===== TASK INPUT

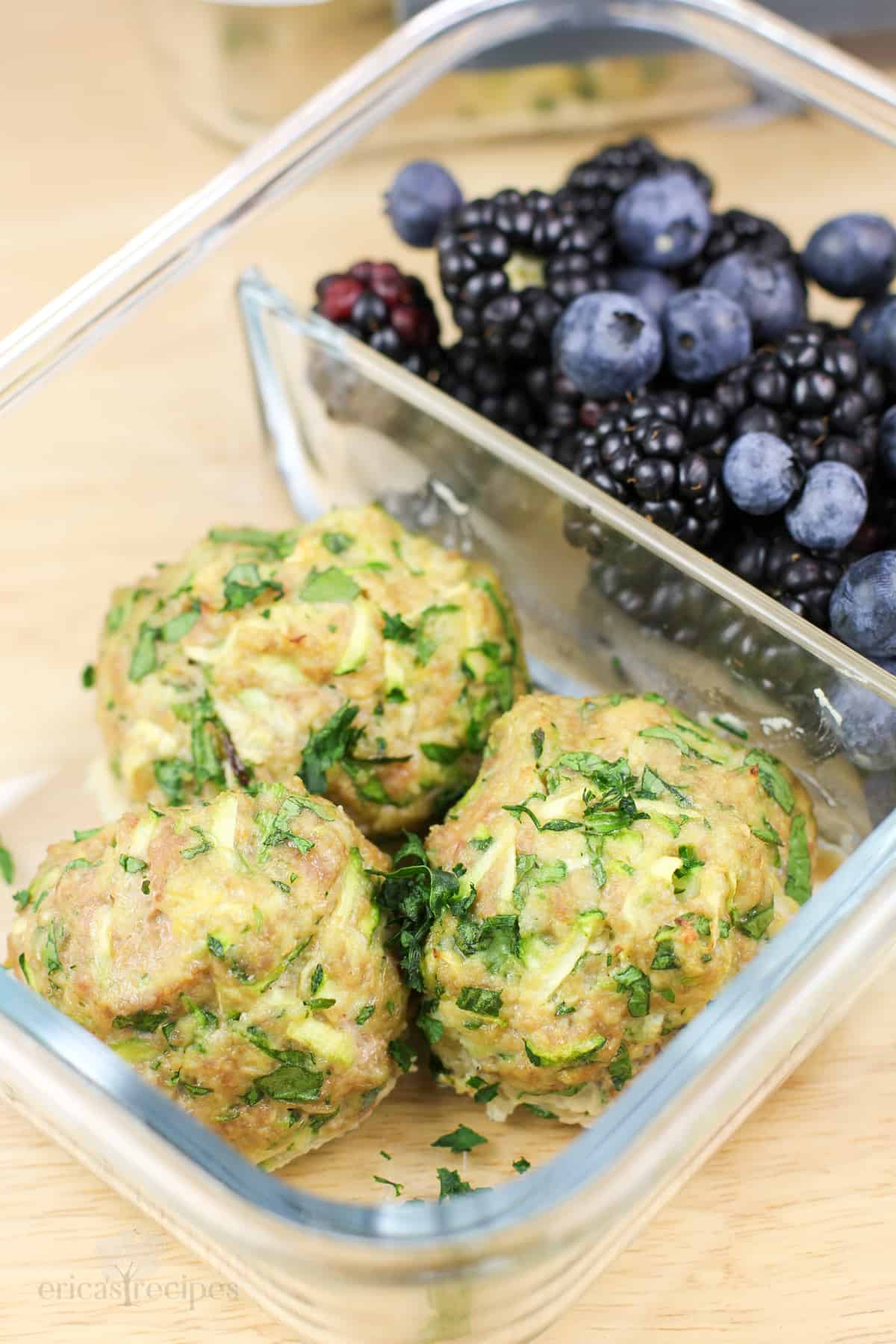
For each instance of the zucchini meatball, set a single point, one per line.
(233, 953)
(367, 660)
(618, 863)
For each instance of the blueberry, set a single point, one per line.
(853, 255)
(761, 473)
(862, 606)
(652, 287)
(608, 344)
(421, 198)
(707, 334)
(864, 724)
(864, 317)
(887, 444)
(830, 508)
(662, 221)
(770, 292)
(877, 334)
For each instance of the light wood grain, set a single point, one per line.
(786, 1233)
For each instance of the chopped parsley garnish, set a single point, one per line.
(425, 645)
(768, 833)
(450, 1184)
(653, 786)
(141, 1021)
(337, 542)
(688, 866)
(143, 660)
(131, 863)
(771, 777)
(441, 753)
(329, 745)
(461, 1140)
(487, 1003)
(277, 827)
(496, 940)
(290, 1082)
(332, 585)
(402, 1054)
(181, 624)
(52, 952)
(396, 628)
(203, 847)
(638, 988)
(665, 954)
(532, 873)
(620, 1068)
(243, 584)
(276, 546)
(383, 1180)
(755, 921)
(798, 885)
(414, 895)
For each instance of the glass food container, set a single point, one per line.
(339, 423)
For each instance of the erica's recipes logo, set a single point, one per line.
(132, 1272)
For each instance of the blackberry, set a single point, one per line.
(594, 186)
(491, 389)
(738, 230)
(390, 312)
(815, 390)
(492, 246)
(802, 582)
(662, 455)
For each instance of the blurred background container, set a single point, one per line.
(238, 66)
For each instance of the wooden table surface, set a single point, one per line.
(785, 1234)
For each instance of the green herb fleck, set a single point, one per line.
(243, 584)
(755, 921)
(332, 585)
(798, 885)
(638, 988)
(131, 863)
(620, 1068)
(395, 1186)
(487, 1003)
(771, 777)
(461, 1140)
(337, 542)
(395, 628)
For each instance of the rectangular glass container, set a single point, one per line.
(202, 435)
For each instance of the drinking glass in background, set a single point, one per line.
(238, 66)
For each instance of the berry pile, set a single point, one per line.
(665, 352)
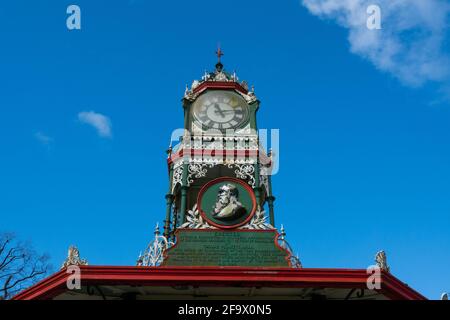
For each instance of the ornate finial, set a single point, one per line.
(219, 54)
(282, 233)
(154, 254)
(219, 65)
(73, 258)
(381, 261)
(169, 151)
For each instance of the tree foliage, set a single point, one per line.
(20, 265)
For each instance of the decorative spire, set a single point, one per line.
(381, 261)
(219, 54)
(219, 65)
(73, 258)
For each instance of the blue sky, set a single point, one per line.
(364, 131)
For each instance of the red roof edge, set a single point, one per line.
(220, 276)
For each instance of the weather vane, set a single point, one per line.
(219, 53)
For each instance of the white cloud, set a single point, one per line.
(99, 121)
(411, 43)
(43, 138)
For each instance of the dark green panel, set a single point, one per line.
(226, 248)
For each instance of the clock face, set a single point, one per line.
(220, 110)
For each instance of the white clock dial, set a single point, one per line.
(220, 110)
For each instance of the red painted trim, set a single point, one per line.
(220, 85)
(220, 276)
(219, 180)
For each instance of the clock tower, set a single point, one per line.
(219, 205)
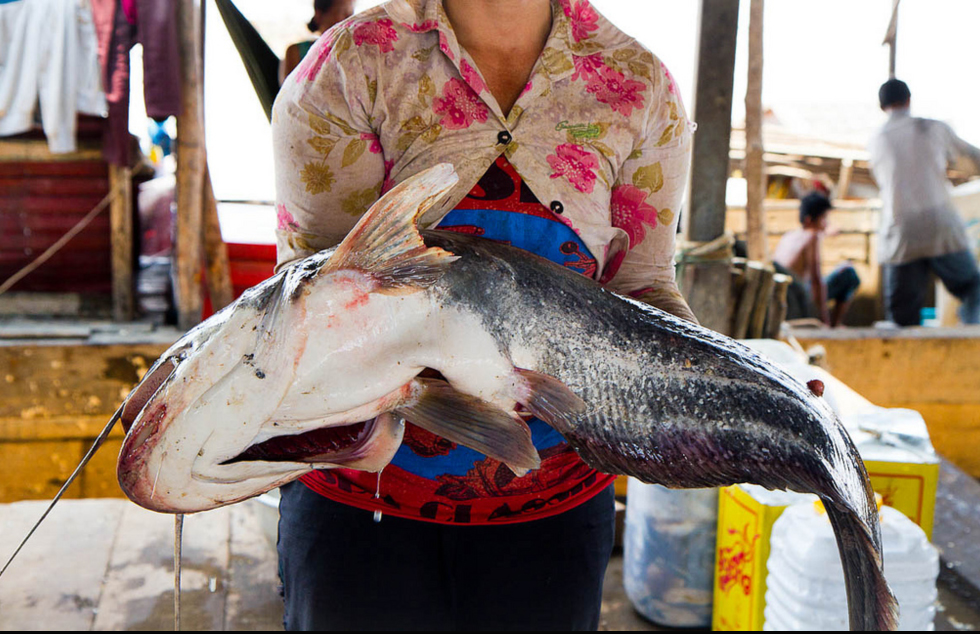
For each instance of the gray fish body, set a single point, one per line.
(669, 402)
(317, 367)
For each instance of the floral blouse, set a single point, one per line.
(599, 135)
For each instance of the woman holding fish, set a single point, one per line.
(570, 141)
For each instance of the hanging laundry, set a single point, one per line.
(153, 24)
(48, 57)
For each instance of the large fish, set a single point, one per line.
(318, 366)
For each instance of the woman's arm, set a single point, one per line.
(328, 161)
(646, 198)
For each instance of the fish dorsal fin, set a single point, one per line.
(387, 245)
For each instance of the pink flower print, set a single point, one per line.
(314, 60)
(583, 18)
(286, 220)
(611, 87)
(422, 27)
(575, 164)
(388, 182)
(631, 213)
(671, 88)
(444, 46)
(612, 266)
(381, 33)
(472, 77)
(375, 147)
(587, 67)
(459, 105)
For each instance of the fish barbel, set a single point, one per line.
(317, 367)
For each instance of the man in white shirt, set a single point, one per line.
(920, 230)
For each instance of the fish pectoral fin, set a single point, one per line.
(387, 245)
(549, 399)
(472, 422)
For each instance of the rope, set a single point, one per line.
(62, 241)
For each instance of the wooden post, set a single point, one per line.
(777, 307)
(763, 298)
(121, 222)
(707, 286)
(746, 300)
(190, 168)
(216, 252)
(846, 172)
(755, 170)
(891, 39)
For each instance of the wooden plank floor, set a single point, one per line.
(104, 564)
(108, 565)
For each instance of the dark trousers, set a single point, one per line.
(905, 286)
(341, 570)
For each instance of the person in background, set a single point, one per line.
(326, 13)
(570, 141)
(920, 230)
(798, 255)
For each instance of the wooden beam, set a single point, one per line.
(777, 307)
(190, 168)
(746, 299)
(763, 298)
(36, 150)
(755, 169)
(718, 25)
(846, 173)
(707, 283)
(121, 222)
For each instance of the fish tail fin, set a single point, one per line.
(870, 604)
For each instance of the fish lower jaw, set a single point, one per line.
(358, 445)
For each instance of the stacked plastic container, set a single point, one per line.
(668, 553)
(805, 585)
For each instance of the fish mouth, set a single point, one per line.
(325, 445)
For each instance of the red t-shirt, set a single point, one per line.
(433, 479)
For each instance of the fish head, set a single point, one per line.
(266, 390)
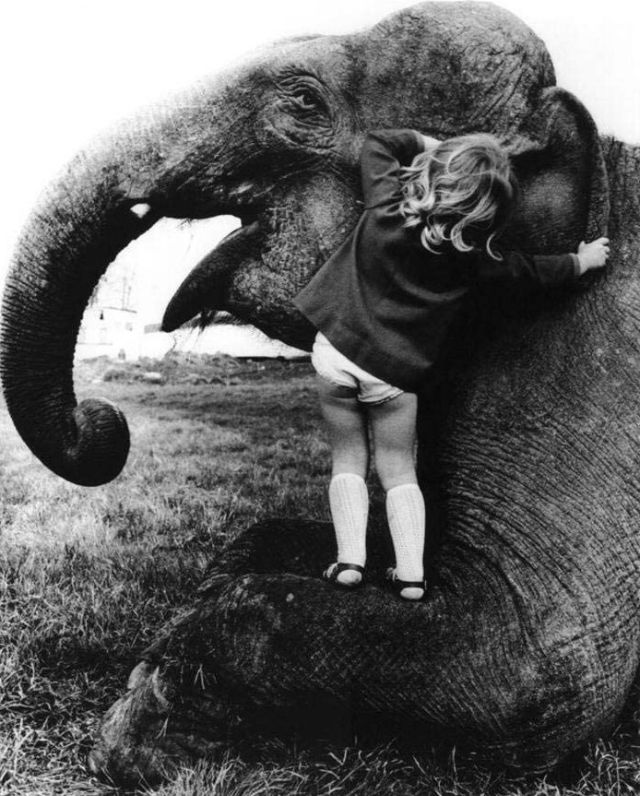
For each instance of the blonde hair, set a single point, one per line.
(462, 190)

==========

» **BRIEF**: Output each line above exactly as it stands, omitting the pictures.

» **YOUR SOLUTION**:
For each instance of the zucchini meatball, set a single point, one per line.
(233, 953)
(367, 660)
(618, 863)
For each instance of the blueberry, set a single point, one per line.
(853, 255)
(761, 473)
(862, 606)
(652, 287)
(608, 344)
(421, 198)
(707, 334)
(864, 724)
(864, 317)
(887, 444)
(830, 508)
(662, 221)
(770, 292)
(877, 334)
For each instance of the light wood grain, set a single point, one per line.
(786, 1233)
For each instance of the chopped parsley garnish, set a single point, one per line.
(425, 645)
(768, 833)
(450, 1184)
(653, 786)
(141, 1021)
(337, 542)
(688, 866)
(143, 660)
(131, 863)
(771, 777)
(441, 753)
(329, 745)
(461, 1140)
(487, 1003)
(277, 827)
(496, 940)
(290, 1082)
(332, 585)
(402, 1054)
(181, 624)
(52, 952)
(396, 628)
(203, 847)
(638, 988)
(665, 954)
(532, 873)
(620, 1068)
(243, 584)
(276, 546)
(383, 1180)
(755, 921)
(798, 885)
(414, 895)
For each instance of the glass food container, set a single point, one per line.
(339, 423)
For each instance of the erica's recipes logo, set a single point, one per line.
(132, 1272)
For each instance of the blackberry, set a single point, one per line.
(594, 186)
(491, 389)
(738, 230)
(390, 312)
(815, 390)
(492, 246)
(802, 582)
(662, 455)
For each instance of the blurred background container, set a single point, one per line.
(238, 66)
For each instance of the wooden table surface, set a single point, one per line.
(785, 1234)
For each instance of the green herb fleck, set a single point, one per line.
(243, 584)
(755, 921)
(332, 585)
(798, 885)
(638, 988)
(131, 863)
(620, 1068)
(395, 1186)
(487, 1003)
(771, 777)
(461, 1140)
(337, 542)
(395, 628)
For each instance of the rectangular glass container, set a single point, one per line.
(202, 435)
For each instance of the drinking glass in background, set a single point, one per line.
(238, 66)
For each instance of the berry pile, set a single point, one per line.
(665, 352)
For each instance of the ornate finial, set a single point, one per line.
(219, 54)
(282, 233)
(154, 254)
(219, 65)
(73, 258)
(381, 261)
(169, 151)
For each instance of the tree foliage, set a single point, one per line.
(20, 265)
For each instance of the decorative spire, set a single point, one per line.
(381, 261)
(219, 54)
(219, 65)
(73, 258)
For each instance of the blue sky, set a single point, one per line.
(364, 131)
For each instance of the red roof edge, set a single point, one per line.
(220, 276)
For each instance of the weather vane, set a single point, one per line.
(219, 53)
For each instance of the white cloud, set a single point, one per line.
(99, 121)
(411, 43)
(43, 138)
For each instance of the dark green panel, set a single point, one per line.
(226, 248)
For each instance of the clock face, set a single point, one per line.
(220, 110)
For each instance of the white clock dial, set a single point, one per line.
(220, 110)
For each instance of the red painted trim, set a single point, one per line.
(220, 85)
(220, 276)
(219, 180)
For each instance of the clock tower, set a single point, one per line.
(219, 205)
For each instance of the gray fish body, set a single point, one per line.
(669, 402)
(317, 367)
For each instance of the floral blouse, set a single point, one per line.
(599, 135)
For each instance of the woman holding fish, set a single point, one per line.
(570, 141)
For each instance of the hanging laundry, set a single point, one per line.
(153, 24)
(48, 57)
For each instance of the large fish, set a single point, one per line.
(318, 366)
For each instance of the woman's arm, set a single point, one per line.
(328, 161)
(646, 198)
For each instance of the fish dorsal fin, set a single point, one per line.
(387, 245)
For each instance of the pink flower print, set a single point, one per line.
(314, 60)
(583, 18)
(286, 220)
(611, 87)
(422, 27)
(575, 164)
(388, 182)
(631, 213)
(671, 88)
(444, 46)
(612, 266)
(381, 33)
(472, 77)
(375, 147)
(587, 67)
(459, 105)
For each instance of the fish barbel, set a single point, one per line.
(317, 367)
For each instance of the man in white shirt, set a single point, one per line.
(920, 230)
For each instance of the fish pectoral fin, set a single point, one per line.
(387, 245)
(549, 399)
(472, 422)
For each instance of the rope, set a single point, one per line.
(62, 241)
For each instance of the wooden post, set a single point, one per line.
(777, 307)
(763, 298)
(121, 222)
(707, 286)
(746, 300)
(190, 168)
(216, 252)
(846, 172)
(755, 170)
(891, 39)
For each instance of the wooden plank floor, set a single point, one per line.
(104, 564)
(108, 565)
For each instance of the dark trousers, set a single point, one per line.
(905, 286)
(341, 570)
For each instance of the person in background, set a single point, one per line.
(326, 13)
(570, 141)
(920, 230)
(798, 255)
For each instance of the wooden beam, set a single point, one per line.
(777, 307)
(190, 168)
(746, 299)
(763, 298)
(36, 150)
(755, 169)
(718, 25)
(846, 173)
(707, 283)
(121, 222)
For each instance of the fish tail fin, set a single point, one per line.
(870, 604)
For each instance of the fish lower jaw, set a single point, one per line.
(358, 445)
For each instance of the stacked plastic container, set a single point, one per line.
(668, 553)
(805, 585)
For each instance of the fish mouth, set a single point, one per line.
(325, 445)
For each instance of the red t-shirt, set a single point, one per line.
(433, 479)
For each instance of the fish head, set a single point, one per line.
(266, 390)
For each instance of the blonde hair, set a single point, one per line.
(462, 190)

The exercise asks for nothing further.